## Records for this task
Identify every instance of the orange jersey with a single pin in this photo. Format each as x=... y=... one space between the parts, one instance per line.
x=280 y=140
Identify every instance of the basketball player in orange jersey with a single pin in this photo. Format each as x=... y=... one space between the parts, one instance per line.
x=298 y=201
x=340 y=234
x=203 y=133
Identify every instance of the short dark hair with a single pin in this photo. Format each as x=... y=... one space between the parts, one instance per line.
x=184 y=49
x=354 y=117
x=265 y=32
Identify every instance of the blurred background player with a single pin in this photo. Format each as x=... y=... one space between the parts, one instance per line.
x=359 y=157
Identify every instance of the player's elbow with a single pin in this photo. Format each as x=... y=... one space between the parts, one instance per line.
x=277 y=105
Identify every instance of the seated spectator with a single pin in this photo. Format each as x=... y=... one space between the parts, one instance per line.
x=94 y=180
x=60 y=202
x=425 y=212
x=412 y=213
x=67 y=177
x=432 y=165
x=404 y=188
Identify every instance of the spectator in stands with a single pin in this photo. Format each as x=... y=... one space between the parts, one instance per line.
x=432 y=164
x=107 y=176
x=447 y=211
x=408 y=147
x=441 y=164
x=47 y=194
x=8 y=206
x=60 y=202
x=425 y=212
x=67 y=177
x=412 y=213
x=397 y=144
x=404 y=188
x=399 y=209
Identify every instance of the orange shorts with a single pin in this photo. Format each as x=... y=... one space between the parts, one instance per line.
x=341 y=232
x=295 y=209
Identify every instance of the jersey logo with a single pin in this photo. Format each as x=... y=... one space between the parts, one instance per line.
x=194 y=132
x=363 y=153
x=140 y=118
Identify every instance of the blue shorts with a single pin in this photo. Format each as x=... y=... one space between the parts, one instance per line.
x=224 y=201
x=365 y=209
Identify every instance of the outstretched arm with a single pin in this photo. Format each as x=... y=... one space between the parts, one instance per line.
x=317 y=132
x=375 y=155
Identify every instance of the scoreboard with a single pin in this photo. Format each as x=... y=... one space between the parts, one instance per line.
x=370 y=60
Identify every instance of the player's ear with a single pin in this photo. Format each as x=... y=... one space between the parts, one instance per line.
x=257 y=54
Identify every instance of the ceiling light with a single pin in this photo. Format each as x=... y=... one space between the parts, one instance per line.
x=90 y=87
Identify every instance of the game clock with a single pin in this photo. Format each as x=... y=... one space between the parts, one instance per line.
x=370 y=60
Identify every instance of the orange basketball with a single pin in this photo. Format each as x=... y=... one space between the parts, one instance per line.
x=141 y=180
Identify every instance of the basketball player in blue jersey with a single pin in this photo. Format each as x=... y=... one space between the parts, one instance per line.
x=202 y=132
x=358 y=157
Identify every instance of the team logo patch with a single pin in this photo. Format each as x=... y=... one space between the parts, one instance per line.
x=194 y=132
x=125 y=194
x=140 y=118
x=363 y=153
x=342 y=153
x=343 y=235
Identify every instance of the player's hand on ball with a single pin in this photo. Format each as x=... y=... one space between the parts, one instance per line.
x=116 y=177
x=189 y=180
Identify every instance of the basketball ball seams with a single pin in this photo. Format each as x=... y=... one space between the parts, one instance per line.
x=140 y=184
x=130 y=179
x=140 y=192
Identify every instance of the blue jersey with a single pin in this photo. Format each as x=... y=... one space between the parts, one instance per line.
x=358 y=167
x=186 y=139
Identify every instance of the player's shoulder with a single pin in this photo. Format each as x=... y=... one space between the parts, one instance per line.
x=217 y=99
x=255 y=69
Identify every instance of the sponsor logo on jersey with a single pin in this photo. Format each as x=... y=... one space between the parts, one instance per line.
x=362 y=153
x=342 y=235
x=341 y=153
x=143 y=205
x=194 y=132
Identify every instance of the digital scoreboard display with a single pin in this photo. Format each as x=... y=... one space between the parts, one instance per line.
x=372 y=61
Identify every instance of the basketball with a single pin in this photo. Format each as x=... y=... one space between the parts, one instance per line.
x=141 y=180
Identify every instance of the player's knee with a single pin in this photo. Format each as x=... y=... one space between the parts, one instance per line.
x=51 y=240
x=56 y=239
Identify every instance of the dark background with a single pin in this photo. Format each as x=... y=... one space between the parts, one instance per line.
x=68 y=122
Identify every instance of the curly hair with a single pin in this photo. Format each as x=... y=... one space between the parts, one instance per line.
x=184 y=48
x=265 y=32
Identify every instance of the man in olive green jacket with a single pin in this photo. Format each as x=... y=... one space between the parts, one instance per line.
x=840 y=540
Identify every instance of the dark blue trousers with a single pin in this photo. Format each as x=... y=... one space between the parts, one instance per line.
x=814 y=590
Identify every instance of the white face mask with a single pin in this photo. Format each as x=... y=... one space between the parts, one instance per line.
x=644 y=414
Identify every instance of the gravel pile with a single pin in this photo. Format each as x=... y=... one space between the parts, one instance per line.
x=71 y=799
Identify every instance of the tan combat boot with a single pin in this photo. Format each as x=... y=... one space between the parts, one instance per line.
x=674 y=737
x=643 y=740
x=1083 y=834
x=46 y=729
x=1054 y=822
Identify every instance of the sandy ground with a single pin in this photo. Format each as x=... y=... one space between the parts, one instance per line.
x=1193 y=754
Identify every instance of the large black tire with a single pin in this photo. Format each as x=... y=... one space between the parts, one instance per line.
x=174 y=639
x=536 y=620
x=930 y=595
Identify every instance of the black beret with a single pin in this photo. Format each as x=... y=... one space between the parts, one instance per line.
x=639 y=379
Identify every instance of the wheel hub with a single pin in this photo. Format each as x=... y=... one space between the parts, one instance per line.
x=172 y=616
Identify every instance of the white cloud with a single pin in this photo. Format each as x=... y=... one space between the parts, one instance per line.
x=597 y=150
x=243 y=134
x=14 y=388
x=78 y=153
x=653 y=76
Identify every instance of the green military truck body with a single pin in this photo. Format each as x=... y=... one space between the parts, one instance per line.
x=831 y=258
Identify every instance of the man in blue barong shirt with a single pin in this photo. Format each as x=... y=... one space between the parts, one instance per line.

## Exercise goal
Copy the full listing verbatim.

## Answer to this problem
Identify every instance of the orange jersey with a single pin in this photo. Format each as x=... y=... one space between the parts, one instance per line.
x=280 y=140
Identify every instance of the basketball player in orange jersey with a single pin in this photo. Format each as x=... y=... one space between the parts, one instance per line.
x=298 y=201
x=340 y=234
x=203 y=133
Identify every instance of the short dark hair with a single pin in this photo. Format each as x=... y=... one space between the parts, one instance per line.
x=184 y=49
x=354 y=117
x=265 y=32
Identify every instance of the blurred background player with a single pin in this photo. Format each as x=... y=... one space between the parts, one instance per line.
x=359 y=157
Identify every instance of the player's elbow with a single pin in this photo. Format each as x=... y=... one space between the parts, one instance per line.
x=277 y=105
Identify every instance of the seated spectator with a single pin in this photo. Format each as x=... y=... one space between the parts, one instance per line.
x=94 y=180
x=60 y=202
x=425 y=212
x=412 y=213
x=67 y=177
x=432 y=165
x=404 y=188
Identify every instance of the spectator in stands with a single pin in this photo. Format each as x=... y=... one space between the parts, one instance per line.
x=432 y=164
x=107 y=176
x=447 y=211
x=408 y=147
x=441 y=164
x=47 y=194
x=8 y=206
x=60 y=202
x=425 y=212
x=67 y=177
x=412 y=213
x=397 y=144
x=404 y=188
x=399 y=209
Identify every instance of the orange shorts with a single pin in this photo. Format each as x=... y=... one space between the parts, one instance per line.
x=341 y=232
x=295 y=209
Identify every instance of the jersey logo with a single pin in this photo. Format each as x=... y=... one space between the parts, one instance per line.
x=194 y=132
x=363 y=153
x=140 y=118
Identify every instance of the blue shorts with a single pin in this photo. Format each as x=... y=... one space between the parts, one instance per line.
x=224 y=201
x=365 y=209
Identify every instance of the outstretched arm with a single pin in this photo. Format each as x=... y=... one space between the parts, one instance per line.
x=317 y=132
x=375 y=155
Identify every instance of the scoreboard with a single pin in this photo. Format each as x=... y=... one space between the parts, one instance per line.
x=370 y=60
Identify every instance of the player's ear with a single pin in this photo. Format each as x=... y=... one space between the parts, one instance per line.
x=257 y=54
Identify every instance of the ceiling light with a single pin in this photo. Format each as x=... y=... one space between the parts, one instance per line.
x=90 y=87
Identify every instance of the game clock with a single pin in this photo. Format each as x=... y=... one space between the parts, one instance per line.
x=370 y=60
Identify every instance of the orange basketball with a single pin in this photo. Format each as x=... y=... one space between the parts, one instance per line.
x=141 y=180
Identify every instance of the basketball player in blue jersey with a single pin in this photo. Format each as x=... y=... one space between the parts, one instance per line.
x=202 y=132
x=358 y=157
Identify every instance of the team logo patch with a single pin in this photo. Format each as x=... y=... one space between the parts, one instance per line.
x=194 y=132
x=125 y=194
x=140 y=118
x=363 y=153
x=342 y=153
x=343 y=235
Identify every instance of the player's hand on ball with a single pin in this photo. Format each as x=... y=... one space between the parts, one instance per line.
x=116 y=177
x=189 y=180
Identify every instance of the basketball ball seams with a single pin in this photo. Format each as x=... y=... one space between the parts, one instance per line.
x=140 y=184
x=130 y=179
x=140 y=192
Identify every instance of the blue jersey with a single pin in this photo. Format each as x=... y=... one space between the parts, one instance per line.
x=358 y=167
x=186 y=139
Identify every instance of the player's shoulder with a single pin in this photo. Format each as x=... y=... one space between the parts, one instance per line.
x=217 y=99
x=255 y=69
Identify every instance of the sponsor logo on jersey with a single pin in this photo. Format each as x=... y=... one space between the parts, one instance per line.
x=362 y=153
x=342 y=235
x=341 y=153
x=143 y=205
x=194 y=132
Identify every instance of the digital scoreboard display with a single pin in this photo. Format each as x=... y=... one space between the parts, one instance per line.
x=372 y=61
Identify every instance of the basketball with a single pin in this photo. Format each as x=... y=... one space between the parts, one instance per line.
x=141 y=180
Identify every instance of the player's knee with a single pin in this photo. Format each as x=... y=... one space between the parts, one instance per line.
x=51 y=240
x=56 y=239
Identify every instance of the dark background with a single pin in this photo. Format each as x=... y=... one space between the parts, one instance per line.
x=68 y=122
Identify every instance of the curly hair with a single pin in this photo. Format each as x=... y=... one space between the parts, one instance per line.
x=184 y=48
x=265 y=32
Identify every instance of the man in olive green jacket with a single pin in this photo. Format each as x=... y=... one space between the parts, one instance per line.
x=840 y=540
Identify every instance of the dark blue trousers with a single pin in this photo. Format each as x=... y=... one space between the parts, one instance per line.
x=814 y=590
Identify every instance of the white face mask with a single pin in this photo. Format each as x=... y=... one space between the parts, one instance per line.
x=644 y=414
Identify every instance of the gravel pile with a single pin in this photo. Format each as x=... y=... one space between the parts, one instance per line.
x=71 y=799
Identify every instance of the tan combat boot with a single pin in this photo. Format each as x=... y=... one space between the parts, one instance per line.
x=674 y=737
x=643 y=740
x=1083 y=834
x=46 y=729
x=1054 y=822
Identify every instance of the sandy ground with a single pin in this photo. Format each as x=... y=... one space between the parts, one instance per line.
x=1193 y=754
Identify every instance of the large black tire with a single pin in this photo. Format each as x=... y=... one space between the parts, one instance per line.
x=174 y=639
x=536 y=620
x=930 y=595
Identify every instance of the black beret with a single pin in this photo. Format each as x=... y=... one space between the parts, one instance per line.
x=639 y=379
Identify every instance of the wheel hub with a single pin in this photo. Format each as x=... y=... one space between the parts, one instance per line.
x=172 y=616
Identify every instance of the white cloud with a single pin in this photo. Format each as x=... y=... one space between the parts, one instance per line.
x=597 y=150
x=243 y=134
x=14 y=388
x=78 y=153
x=653 y=76
Identify every instance of the green military truck body with a single pin in this photo. Format each as x=... y=... one space between the parts, one instance per line.
x=831 y=258
Identify every instance of the man in blue barong shirt with a single pin in this photo. Format each as x=... y=... one space between the parts, one instance per line.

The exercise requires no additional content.